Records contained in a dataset
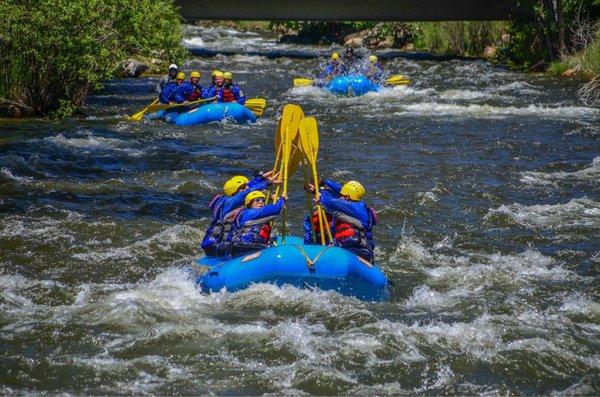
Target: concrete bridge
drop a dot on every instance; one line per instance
(347, 10)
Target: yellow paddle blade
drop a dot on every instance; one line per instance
(256, 105)
(301, 82)
(397, 80)
(290, 119)
(295, 158)
(309, 138)
(139, 115)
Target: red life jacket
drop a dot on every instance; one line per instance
(227, 95)
(194, 96)
(314, 219)
(265, 231)
(346, 227)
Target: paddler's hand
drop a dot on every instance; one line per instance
(309, 187)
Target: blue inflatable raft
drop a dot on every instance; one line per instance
(354, 85)
(298, 265)
(206, 114)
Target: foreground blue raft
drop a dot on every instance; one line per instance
(206, 114)
(354, 85)
(299, 265)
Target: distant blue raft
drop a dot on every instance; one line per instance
(298, 265)
(354, 85)
(206, 114)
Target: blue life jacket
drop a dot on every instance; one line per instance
(251, 228)
(231, 93)
(375, 72)
(224, 211)
(168, 93)
(353, 223)
(186, 91)
(210, 92)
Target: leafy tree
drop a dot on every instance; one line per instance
(53, 52)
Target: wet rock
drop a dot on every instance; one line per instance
(541, 66)
(353, 40)
(133, 68)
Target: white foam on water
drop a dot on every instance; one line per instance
(591, 173)
(463, 94)
(581, 305)
(581, 212)
(519, 87)
(476, 110)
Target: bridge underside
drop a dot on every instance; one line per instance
(347, 10)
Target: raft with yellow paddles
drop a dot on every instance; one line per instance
(206, 111)
(352, 85)
(290, 260)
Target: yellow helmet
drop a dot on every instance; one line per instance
(354, 190)
(253, 195)
(233, 184)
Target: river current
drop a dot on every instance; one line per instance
(487, 186)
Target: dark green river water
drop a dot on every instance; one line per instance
(487, 184)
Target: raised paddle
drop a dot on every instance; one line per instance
(256, 105)
(309, 138)
(139, 115)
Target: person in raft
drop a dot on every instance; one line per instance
(226, 206)
(167, 95)
(189, 90)
(212, 89)
(167, 78)
(230, 92)
(312, 231)
(375, 71)
(353, 220)
(334, 67)
(350, 60)
(252, 226)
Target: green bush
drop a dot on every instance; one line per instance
(457, 37)
(53, 52)
(590, 62)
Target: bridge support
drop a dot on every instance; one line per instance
(346, 10)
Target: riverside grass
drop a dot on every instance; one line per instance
(54, 52)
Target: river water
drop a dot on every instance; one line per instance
(487, 187)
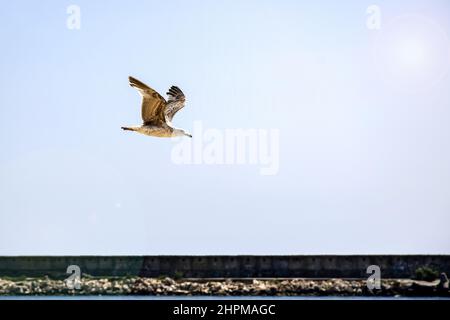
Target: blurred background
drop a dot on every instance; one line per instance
(362, 113)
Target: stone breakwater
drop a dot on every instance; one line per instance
(273, 287)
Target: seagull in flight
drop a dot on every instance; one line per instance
(157, 113)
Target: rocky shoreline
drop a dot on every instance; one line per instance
(272, 287)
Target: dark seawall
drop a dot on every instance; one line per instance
(240, 266)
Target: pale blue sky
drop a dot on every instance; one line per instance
(363, 118)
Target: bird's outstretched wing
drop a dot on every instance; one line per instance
(175, 102)
(153, 104)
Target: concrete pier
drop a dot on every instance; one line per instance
(240, 266)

§ **Exercise details**
Look back at the entries above and repeat, unchanged, every line from the line holding "Target: person in raft" through the line holding "Target: green bush".

§ **Response area**
Target: person in raft
drop a dot on every instance; one line per instance
(226, 206)
(167, 95)
(189, 90)
(212, 89)
(167, 78)
(230, 92)
(312, 231)
(375, 71)
(353, 220)
(334, 67)
(350, 60)
(252, 226)
Target: green bush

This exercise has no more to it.